**Given passage**
····················

LFP batteries degrade faster compared to NCA and NMC.  
NMC generally has the highest SOH retention across odometer intervals.  

**<50k km:**    
Highest SOH for all chemistries, with NMC (~0.989) and NCA (~0.987) having the best retention.  
LFP shows slightly lower SOH (~0.975).

**50k-80k km:**  
Moderate degradation.  
NMC (~0.958-0.964) still leads, followed by NCA (~0.943-0.960), while LFP drops further (~0.924-0.891).

**80k-120k km:**  
Noticeable SOH decline, especially for LFP (~0.895-0.864).  
NCA (~0.923-0.968) still holds up better than LFP.  
NMC (~0.939-0.944) continues to perform well.  

**120k+ km:**  
Highest degradation.    
LFP SOH drops significantly (~0.881-0.837).   
NCA maintains a better SOH (~0.906-0.928), showing better long-term durability.  
NMC retains the best SOH (~0.928-0.933).  
 

**Conclusion:**  
NMC is the best performer in SOH retention across mileage.   
NCA is slightly behind NMC but still holds well.  
LFP degrades the fastest, especially beyond 80k km.   
The only drawback here is that we don't have the same number of vin for NMC(759), NCA (1678) and LFP (2998).  
Also we only have information on tesla model 3.

### Study of MT336

In [None]:
px.scatter(vin_soh[vin_soh['chemistry']=='LFP'].groupby('vin').agg({
    'odometer': 'max',
    'soh': 'median',
    'tesla_code': 'first',
    }), x='odometer', y='soh', color='tesla_code', title="SoH VS odometer for LFP chemistry")

In [None]:
mt336_df = results[(results['tesla_code']=="MT336")].groupby('vin', observed=True).agg(
    nbr_charges=('trimmed_in_charge_idx', 'count'),
    energy_added_min = ("energy_added_min", "min"),
    energy_added_mean_end = ('energy_added_end', 'mean'),
    soc_mean_end =('soc_end', 'mean'),
    soc_mean_min = ('soc_min', 'mean'),
    soc_diff = ("soc_diff", 'mean'),
    outside_temp_mean = ('outside_temp', 'mean'),
    capacity = ('capacity', 'max'),
    odometer = ('odometer', 'max'),
    start_date = ('start_date', 'min'),
    energy_added = ("energy_added", "mean"),
    soh_mean = ('soh', 'mean'),
    soh_median = ('soh', 'mean'),
    soh_min = ('soh', 'min'),
    soh_max = ('soh', 'max'),
    level_1_total = ('level_1', 'sum'),
    level_2_total = ('level_2', 'sum'),
    level_3_total = ('level_3', 'sum'),
    life_battery = ("life_battery", "max"),
    odometer_interval = ("odometer_interval", 'last')
).dropna()

In [None]:
px.imshow(mt336_df.drop(columns=["odometer_interval", "start_date"]).corr(), text_auto=True, height=1000, width=1000)

····················

**Goal**
Condense the paragraph in the battery notes above that begins "Conclusion:" into a short bulleted list that keeps its main facts.

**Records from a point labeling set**

····················

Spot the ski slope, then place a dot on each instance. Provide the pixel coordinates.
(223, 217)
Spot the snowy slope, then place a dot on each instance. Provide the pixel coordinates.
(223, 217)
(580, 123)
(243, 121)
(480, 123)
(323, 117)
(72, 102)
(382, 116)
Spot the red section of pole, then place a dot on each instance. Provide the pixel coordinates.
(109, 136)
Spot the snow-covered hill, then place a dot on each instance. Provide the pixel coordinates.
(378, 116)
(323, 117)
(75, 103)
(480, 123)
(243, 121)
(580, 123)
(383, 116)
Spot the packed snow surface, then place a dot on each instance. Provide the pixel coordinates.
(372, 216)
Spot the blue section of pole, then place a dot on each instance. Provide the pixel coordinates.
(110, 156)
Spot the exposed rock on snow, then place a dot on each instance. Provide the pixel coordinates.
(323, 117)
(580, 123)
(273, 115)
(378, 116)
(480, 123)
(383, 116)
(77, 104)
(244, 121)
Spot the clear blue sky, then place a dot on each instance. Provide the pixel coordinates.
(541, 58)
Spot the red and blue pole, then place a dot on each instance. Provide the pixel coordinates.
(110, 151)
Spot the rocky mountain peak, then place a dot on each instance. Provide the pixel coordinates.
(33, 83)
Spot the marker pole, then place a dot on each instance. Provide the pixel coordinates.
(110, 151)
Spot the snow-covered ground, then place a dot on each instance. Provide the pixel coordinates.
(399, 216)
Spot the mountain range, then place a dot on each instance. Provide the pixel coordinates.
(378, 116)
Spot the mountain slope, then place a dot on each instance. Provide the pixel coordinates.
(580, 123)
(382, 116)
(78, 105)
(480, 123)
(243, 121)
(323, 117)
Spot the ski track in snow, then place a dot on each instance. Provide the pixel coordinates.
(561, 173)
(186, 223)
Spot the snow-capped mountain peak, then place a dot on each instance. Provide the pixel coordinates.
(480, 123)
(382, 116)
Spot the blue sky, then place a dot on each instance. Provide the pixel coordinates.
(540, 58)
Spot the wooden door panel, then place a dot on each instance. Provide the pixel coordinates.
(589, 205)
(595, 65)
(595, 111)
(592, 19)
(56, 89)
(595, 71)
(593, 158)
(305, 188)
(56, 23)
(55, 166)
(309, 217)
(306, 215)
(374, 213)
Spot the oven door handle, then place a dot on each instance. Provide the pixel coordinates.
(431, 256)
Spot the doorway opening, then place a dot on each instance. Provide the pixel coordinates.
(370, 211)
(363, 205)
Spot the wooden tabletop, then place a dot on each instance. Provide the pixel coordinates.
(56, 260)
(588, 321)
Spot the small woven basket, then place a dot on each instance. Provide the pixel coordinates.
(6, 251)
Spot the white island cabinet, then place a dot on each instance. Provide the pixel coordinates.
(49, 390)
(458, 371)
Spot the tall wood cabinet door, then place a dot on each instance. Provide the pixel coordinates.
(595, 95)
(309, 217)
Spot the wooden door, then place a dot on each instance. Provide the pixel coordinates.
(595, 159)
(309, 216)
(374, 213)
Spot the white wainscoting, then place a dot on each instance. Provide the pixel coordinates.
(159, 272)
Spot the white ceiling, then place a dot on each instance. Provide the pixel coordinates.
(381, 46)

····················

**Answer below**
- NMC retains SOH best across all mileage.
- NCA is slightly behind NMC but still holds up well.
- LFP degrades fastest, especially beyond 80k km.
- The number of VINs is not equal across chemistries: NMC has 759, NCA has 1678, and LFP has 2998.
- The data covers only the Tesla Model 3.